Problems and tasks —
1 > From the program policy excerpt, reproduce everything from "According to the" down to "found at www.graduatecatalog.ucf.edu.".
2 > List every section heading that appears in the program policy excerpt.
3 > Answer these questions from the program policy excerpt:
(a) What is the maximum number of credit hours that can be transferred in upon approval?
(b) What is the minimum number of semester hours required for graduation?
(c) What percentage of the required coursework must a student complete to be eligible for a grade of "I"?

Extracted text —

· · · · · · ·

At the discretion of the Executive Health Services Administration Program Director transfer credit will be considered and may be permitted on a case-by-case basis. For transfer credit consideration all courses must be accompanied by the official catalog descriptions and official transcripts noting the course in question. A maximum of 9 credit hours can be transferred in upon approval. For the university's regulations concerning transfer of credits for master's programs, refer to the current Graduate Catalog.

Enrollment

Graduate student may not enroll in more than 12 credit hours for fall, spring and summer semesters.

Graduation Requirements

According to the graduate catalog students must maintain a grade point average of at least a 3.0 ("B") for graduation. Additionally, a student may earn no more than two grades of "C" to graduate. A student who earns a third grade of "C" may be disqualified from further Executive Health Services Administration studies. A final decision on disqualification will be made by majority vote of the eMSHSA faculty. In any course repeated, a student must earn a grade of "B" or better. A student who earns a grade of "D" or below will be disqualified from further HSA graduate studies. The following is an excerpt from the catalog and can be found at www.graduatecatalog.ucf.edu.

There is a minimum of 44 semester hours required for graduation.  Students must file their “Intent to Graduate” through myUCF (my.ucf.edu/index.html) the semester before his or her graduating semester.  Students are also encouraged to check their Graduate Plan of Study regularly through myUCF (my.ucf.edu/index.html) to ensure they are on track for graduation from the program.

Incomplete Grades

Students who earn an incomplete grade in a course will have until the end of the semester immediately following the semester in which the incomplete grade was earned to make up the course requirements. Should the course work not be completed in this time frame, the incomplete grade will be changed to an F and the student will be disqualified from further HSA graduate studies. In order to be eligible to receive a grade of “I”, the student must complete at least 60 percent of the required coursework.

Grading Policy

The grading policies of the Executive Health Services Administration Program are as follows:

90-100 = A
80-89 = B
70-79 = C
60 - 69 = D
60 and below = F

However, this policy may be changed at the discretion of each faculty member. Therefore, it is important to review the syllabi for each of your courses to ensure that you are familiar with the policy being used.

Academic Progress

You are encouraged to make an appointment to meet the faculty at any time and especially if you are having difficulty with any course. In order to demonstrate satisfactory academic progress you must maintain an overall GPA of 3.00 satisfactorily complete the professional course requirements, and satisfy the Capstone final course described in this Handbook. Any
deviation from the sequence of course identified in the program of study must be approved by your Academic Coordinator.

· · · · · · ·

(Data listing)
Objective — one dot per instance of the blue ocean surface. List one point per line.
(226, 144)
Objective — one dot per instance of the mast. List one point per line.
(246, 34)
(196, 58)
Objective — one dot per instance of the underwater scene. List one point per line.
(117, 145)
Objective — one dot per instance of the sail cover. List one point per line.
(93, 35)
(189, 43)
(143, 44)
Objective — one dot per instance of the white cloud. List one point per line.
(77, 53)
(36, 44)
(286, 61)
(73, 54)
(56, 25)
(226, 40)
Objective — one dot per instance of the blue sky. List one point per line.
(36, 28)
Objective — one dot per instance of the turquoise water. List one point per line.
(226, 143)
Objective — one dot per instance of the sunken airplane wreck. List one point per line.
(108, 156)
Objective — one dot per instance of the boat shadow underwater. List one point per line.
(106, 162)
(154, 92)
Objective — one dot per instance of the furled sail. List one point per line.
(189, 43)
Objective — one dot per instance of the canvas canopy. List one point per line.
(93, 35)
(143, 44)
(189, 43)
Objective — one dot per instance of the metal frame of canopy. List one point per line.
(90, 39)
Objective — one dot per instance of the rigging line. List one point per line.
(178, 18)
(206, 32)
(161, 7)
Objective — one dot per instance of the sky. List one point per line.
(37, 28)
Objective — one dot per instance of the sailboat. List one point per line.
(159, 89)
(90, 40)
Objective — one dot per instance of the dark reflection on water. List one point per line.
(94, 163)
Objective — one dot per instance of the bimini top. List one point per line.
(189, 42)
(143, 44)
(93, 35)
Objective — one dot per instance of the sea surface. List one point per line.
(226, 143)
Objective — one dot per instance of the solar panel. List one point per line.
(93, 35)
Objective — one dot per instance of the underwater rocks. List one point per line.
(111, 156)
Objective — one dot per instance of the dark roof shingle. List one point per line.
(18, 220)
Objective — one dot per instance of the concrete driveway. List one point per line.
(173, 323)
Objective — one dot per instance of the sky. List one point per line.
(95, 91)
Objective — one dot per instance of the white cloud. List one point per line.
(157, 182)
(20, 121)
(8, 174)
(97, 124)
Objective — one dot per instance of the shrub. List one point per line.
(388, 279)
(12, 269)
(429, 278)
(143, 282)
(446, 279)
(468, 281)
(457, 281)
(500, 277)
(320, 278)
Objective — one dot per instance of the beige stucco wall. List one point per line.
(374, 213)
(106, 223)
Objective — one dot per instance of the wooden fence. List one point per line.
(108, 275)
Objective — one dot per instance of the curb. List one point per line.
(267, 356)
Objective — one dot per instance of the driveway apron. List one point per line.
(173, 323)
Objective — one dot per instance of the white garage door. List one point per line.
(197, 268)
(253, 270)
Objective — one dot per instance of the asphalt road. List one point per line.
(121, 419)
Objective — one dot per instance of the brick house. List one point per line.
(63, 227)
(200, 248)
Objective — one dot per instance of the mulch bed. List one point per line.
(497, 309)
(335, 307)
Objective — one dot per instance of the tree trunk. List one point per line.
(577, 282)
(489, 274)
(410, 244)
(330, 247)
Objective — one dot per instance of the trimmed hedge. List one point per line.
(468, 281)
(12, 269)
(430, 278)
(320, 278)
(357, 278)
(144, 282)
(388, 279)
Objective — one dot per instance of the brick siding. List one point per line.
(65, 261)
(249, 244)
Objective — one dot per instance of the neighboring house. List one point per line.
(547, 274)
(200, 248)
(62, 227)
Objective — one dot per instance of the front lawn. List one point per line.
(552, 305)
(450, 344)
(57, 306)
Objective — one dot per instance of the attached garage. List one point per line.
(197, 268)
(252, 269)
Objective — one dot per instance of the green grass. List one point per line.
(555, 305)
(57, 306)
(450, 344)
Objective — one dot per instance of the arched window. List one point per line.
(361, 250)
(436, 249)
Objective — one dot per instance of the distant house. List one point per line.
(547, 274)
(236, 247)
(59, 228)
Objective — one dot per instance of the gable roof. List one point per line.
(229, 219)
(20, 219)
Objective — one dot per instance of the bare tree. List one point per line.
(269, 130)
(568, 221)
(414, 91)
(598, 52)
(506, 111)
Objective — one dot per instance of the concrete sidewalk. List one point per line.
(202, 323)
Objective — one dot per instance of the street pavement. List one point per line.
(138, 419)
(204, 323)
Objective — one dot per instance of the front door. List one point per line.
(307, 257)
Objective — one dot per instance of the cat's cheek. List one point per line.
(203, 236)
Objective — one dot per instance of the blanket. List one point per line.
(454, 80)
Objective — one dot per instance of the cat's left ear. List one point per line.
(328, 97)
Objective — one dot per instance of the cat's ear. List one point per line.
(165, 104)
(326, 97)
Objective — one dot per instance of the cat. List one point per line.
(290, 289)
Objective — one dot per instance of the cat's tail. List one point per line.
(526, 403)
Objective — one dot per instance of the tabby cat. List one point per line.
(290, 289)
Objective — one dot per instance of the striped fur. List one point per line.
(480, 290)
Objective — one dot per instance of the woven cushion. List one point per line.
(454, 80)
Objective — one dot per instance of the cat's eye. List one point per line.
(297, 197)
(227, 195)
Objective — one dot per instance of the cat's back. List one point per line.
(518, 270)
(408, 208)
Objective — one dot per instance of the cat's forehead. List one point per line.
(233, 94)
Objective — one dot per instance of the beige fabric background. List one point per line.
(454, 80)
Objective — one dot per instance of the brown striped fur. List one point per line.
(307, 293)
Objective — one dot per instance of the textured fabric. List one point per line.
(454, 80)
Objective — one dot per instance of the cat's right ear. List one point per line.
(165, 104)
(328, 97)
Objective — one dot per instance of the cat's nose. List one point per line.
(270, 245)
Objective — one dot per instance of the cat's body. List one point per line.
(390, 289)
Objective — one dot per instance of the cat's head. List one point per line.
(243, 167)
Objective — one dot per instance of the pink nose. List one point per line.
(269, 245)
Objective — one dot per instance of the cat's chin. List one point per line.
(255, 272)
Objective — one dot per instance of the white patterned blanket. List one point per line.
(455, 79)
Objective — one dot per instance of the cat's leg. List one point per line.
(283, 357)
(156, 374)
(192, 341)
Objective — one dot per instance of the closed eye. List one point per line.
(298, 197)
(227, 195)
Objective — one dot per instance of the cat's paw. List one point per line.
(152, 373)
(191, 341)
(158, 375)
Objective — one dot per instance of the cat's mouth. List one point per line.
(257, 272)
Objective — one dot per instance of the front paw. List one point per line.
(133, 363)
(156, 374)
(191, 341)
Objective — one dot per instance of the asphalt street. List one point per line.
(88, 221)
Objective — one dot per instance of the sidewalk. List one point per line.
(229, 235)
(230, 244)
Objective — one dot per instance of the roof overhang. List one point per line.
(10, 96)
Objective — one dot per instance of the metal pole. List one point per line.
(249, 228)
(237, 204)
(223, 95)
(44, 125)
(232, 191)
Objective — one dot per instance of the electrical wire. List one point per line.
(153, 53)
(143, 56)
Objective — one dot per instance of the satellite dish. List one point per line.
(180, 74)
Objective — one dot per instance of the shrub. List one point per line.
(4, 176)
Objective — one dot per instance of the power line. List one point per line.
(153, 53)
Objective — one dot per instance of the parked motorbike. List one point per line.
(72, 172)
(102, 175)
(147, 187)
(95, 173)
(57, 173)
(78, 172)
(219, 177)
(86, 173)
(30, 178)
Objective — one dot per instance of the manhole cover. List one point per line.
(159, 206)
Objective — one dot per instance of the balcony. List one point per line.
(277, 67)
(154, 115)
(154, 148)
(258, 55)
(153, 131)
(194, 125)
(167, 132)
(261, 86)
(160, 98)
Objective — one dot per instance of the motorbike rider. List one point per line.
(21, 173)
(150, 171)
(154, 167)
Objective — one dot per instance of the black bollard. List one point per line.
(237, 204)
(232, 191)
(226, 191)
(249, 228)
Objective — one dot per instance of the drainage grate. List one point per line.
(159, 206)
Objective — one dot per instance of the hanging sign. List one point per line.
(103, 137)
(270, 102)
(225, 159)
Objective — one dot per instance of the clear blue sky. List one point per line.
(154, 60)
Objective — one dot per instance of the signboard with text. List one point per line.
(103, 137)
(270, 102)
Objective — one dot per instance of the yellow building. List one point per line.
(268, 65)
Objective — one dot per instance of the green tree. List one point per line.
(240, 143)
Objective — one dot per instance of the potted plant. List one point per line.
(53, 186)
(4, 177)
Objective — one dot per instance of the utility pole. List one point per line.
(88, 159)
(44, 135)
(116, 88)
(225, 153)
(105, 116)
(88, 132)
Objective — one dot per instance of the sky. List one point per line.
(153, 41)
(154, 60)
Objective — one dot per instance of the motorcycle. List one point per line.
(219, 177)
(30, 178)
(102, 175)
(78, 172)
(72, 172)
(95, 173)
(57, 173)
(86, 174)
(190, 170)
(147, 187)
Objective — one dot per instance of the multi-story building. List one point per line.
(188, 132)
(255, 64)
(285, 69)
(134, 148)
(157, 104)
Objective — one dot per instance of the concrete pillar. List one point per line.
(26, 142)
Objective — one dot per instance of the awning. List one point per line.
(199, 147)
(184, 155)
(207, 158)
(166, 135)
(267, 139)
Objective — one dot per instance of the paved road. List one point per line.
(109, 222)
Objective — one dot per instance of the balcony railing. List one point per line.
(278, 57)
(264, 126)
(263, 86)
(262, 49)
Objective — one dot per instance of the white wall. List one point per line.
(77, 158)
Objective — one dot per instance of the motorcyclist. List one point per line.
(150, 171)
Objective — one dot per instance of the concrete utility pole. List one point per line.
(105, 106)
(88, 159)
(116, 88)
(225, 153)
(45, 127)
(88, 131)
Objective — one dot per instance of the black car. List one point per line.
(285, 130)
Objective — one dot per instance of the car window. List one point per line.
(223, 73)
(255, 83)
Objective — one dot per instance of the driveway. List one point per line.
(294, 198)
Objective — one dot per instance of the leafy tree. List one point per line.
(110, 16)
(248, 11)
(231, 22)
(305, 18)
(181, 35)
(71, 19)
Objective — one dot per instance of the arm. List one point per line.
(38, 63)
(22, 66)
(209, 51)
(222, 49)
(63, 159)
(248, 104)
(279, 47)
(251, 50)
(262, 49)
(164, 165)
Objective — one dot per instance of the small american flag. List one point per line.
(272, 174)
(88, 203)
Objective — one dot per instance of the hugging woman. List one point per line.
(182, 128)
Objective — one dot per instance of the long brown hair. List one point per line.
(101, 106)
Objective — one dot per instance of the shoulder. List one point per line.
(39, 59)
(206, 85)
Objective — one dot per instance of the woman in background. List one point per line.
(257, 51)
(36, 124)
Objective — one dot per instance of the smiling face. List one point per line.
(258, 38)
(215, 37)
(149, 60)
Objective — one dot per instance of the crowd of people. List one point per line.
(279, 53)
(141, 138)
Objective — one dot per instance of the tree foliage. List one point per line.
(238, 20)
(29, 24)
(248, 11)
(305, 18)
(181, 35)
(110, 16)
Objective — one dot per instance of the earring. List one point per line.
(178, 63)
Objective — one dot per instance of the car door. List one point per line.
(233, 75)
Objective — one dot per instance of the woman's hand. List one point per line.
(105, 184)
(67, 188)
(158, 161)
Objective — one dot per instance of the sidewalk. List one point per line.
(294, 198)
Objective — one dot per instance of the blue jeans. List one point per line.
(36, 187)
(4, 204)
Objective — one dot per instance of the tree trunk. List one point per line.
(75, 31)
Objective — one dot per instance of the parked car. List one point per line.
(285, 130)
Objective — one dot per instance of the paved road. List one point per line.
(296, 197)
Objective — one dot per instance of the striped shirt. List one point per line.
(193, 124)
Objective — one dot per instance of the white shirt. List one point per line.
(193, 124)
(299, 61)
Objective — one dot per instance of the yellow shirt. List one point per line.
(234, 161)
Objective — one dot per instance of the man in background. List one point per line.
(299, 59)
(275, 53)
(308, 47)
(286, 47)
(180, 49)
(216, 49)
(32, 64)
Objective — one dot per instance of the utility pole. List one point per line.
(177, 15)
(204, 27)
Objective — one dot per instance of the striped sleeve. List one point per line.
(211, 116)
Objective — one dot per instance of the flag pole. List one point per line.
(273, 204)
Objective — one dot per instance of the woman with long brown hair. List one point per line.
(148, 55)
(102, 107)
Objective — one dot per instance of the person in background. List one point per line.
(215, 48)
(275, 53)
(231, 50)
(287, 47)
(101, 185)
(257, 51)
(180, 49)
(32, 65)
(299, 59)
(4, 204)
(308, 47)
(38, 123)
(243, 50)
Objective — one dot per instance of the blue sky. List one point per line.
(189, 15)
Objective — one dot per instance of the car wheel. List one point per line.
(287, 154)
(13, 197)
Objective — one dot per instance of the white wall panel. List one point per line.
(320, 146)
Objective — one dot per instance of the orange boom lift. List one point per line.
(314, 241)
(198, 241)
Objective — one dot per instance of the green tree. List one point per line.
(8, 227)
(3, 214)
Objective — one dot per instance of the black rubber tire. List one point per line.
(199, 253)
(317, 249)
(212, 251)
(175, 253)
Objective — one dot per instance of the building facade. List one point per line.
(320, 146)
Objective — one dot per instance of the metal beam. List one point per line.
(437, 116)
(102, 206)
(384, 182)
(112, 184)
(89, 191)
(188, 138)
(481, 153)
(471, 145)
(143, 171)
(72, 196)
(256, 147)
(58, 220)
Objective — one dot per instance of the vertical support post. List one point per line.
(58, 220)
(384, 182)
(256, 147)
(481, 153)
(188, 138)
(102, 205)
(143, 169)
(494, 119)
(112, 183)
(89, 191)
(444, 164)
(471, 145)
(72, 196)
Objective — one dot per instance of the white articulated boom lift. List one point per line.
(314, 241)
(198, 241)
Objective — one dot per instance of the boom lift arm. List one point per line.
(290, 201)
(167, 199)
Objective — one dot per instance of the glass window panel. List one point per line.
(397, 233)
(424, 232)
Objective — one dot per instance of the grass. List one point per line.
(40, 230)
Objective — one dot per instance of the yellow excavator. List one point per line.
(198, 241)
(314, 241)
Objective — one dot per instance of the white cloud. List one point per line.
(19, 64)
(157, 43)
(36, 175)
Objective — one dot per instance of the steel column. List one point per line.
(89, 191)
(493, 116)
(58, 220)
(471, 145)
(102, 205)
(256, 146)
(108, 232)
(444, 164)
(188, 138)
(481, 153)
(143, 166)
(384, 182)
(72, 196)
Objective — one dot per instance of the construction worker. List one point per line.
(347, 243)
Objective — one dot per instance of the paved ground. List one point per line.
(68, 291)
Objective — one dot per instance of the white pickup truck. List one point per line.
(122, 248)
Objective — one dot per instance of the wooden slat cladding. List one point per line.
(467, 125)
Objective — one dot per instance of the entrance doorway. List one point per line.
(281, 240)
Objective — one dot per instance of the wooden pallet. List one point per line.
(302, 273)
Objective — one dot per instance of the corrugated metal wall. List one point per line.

· · · · · · ·

Worked answers —
1 >
According to the graduate catalog students must maintain a grade point average of at least a 3.0 ("B") for graduation. Additionally, a student may earn no more than two grades of "C" to graduate. A student who earns a third grade of "C" may be disqualified from further Executive Health Services Administration studies. A final decision on disqualification will be made by majority vote of the eMSHSA faculty. In any course repeated, a student must earn a grade of "B" or better. A student who earns a grade of "D" or below will be disqualified from further HSA graduate studies. The following is an excerpt from the catalog and can be found at www.graduatecatalog.ucf.edu.

2 >
Enrollment
Graduation Requirements
Incomplete Grades
Grading Policy
Academic Progress

3 >
(a) 9 credit hours
(b) 44 semester hours
(c) At least 60 percent